- THE EXERCISE:
Output every line from the one containing "[mark] dust cloud" through the last line of the listing below as a JSON list of strings, one string per line, skipping any blank lines.

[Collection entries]

_ _ _ _ _

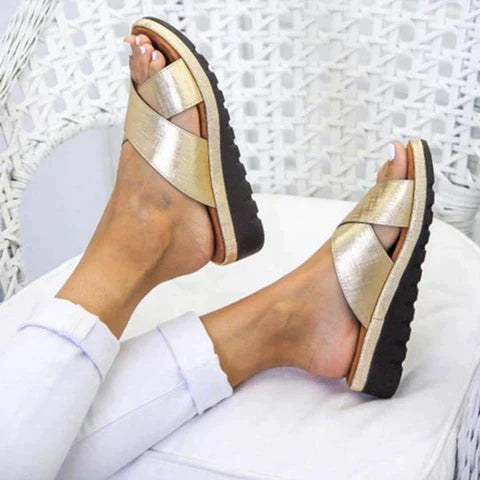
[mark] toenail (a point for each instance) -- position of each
(128, 48)
(391, 151)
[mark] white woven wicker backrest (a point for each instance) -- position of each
(316, 90)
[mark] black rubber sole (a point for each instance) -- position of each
(386, 367)
(248, 228)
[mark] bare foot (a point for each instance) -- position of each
(150, 231)
(323, 326)
(302, 320)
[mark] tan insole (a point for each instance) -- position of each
(171, 55)
(396, 252)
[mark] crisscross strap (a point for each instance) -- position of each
(179, 156)
(171, 90)
(361, 262)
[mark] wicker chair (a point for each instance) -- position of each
(316, 90)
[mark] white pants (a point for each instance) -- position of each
(77, 404)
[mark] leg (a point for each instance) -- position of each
(149, 233)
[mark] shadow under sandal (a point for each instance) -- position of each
(207, 168)
(381, 289)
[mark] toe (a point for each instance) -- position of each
(394, 169)
(140, 60)
(157, 62)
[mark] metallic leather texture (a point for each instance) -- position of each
(387, 203)
(399, 266)
(213, 125)
(179, 156)
(172, 90)
(362, 266)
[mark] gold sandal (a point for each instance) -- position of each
(207, 168)
(381, 289)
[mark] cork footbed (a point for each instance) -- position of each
(171, 55)
(396, 252)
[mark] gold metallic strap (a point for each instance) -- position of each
(362, 267)
(172, 90)
(179, 156)
(387, 203)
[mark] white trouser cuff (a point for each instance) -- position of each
(193, 350)
(80, 327)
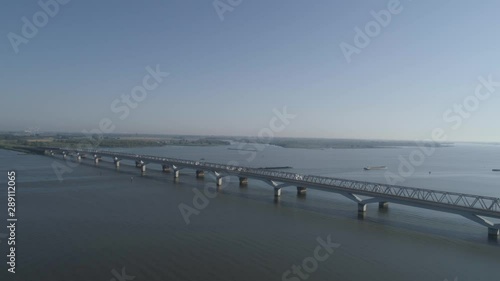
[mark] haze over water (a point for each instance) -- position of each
(97, 220)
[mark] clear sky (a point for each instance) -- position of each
(227, 76)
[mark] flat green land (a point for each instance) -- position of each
(21, 142)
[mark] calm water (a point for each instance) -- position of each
(97, 220)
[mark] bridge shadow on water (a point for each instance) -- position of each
(336, 206)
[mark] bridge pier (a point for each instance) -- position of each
(383, 205)
(277, 191)
(301, 190)
(200, 174)
(165, 168)
(361, 208)
(243, 181)
(493, 232)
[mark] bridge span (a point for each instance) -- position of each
(473, 207)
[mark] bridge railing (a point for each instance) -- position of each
(442, 197)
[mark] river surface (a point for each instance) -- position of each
(99, 223)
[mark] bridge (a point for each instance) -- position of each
(473, 207)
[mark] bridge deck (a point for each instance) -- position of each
(461, 203)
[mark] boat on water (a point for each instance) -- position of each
(375, 168)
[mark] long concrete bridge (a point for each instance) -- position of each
(474, 207)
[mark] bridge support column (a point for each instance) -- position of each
(165, 168)
(243, 181)
(277, 192)
(383, 205)
(361, 208)
(493, 232)
(301, 190)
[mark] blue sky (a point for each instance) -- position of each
(227, 76)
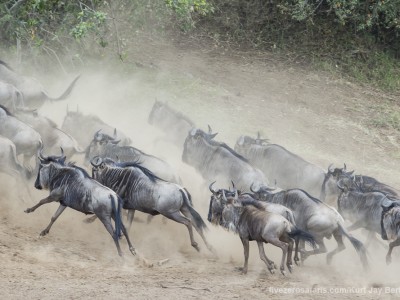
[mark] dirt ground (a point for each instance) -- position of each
(321, 118)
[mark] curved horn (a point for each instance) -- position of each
(211, 136)
(211, 189)
(253, 191)
(223, 196)
(96, 161)
(209, 129)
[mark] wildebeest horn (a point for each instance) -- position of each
(251, 189)
(211, 136)
(210, 187)
(223, 196)
(98, 136)
(193, 132)
(96, 161)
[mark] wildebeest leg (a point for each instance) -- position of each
(289, 241)
(391, 246)
(278, 243)
(339, 239)
(46, 200)
(177, 217)
(58, 212)
(200, 231)
(246, 248)
(90, 219)
(123, 228)
(270, 264)
(129, 217)
(356, 225)
(107, 224)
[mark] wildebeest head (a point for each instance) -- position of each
(245, 141)
(192, 148)
(217, 203)
(52, 158)
(43, 178)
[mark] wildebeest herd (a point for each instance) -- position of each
(266, 193)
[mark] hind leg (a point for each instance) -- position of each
(278, 243)
(289, 241)
(106, 220)
(59, 211)
(391, 246)
(339, 239)
(200, 231)
(177, 217)
(270, 264)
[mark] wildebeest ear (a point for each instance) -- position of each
(387, 203)
(193, 132)
(211, 136)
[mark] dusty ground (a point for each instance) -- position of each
(320, 118)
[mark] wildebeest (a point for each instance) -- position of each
(106, 146)
(217, 161)
(74, 121)
(26, 140)
(72, 187)
(251, 221)
(142, 190)
(32, 90)
(315, 217)
(390, 224)
(52, 136)
(279, 164)
(173, 123)
(10, 96)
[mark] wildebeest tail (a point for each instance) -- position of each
(359, 246)
(117, 214)
(297, 233)
(195, 215)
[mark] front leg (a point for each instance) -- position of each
(246, 247)
(46, 200)
(59, 211)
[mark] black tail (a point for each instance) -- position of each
(360, 248)
(67, 91)
(195, 215)
(117, 214)
(297, 233)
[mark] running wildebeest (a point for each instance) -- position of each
(52, 136)
(33, 92)
(173, 123)
(315, 217)
(217, 161)
(72, 187)
(390, 224)
(286, 168)
(251, 221)
(142, 190)
(106, 146)
(10, 96)
(74, 121)
(26, 140)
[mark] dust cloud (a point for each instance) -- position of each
(292, 108)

_ _ _ _ _

- SOLUTION:
[
  "[mark] dust cloud (a point for each instance) -- position of each",
  "(292, 108)"
]